== DATA SHOWN ==
>>>>>
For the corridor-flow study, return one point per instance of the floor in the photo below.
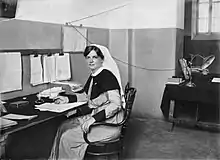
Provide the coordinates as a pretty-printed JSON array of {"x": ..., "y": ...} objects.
[
  {"x": 151, "y": 139},
  {"x": 147, "y": 138}
]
<<<<<
== YOUR INSTRUCTIONS ==
Images do not belong in the copy; reproduce all other parts of the records above verbatim.

== CORRECT RESPONSE ==
For the corridor-flow study, return one point per instance of the floor in the photo below.
Provide the coordinates as a pretty-printed JSON array of {"x": ..., "y": ...} objects.
[
  {"x": 151, "y": 139},
  {"x": 147, "y": 138}
]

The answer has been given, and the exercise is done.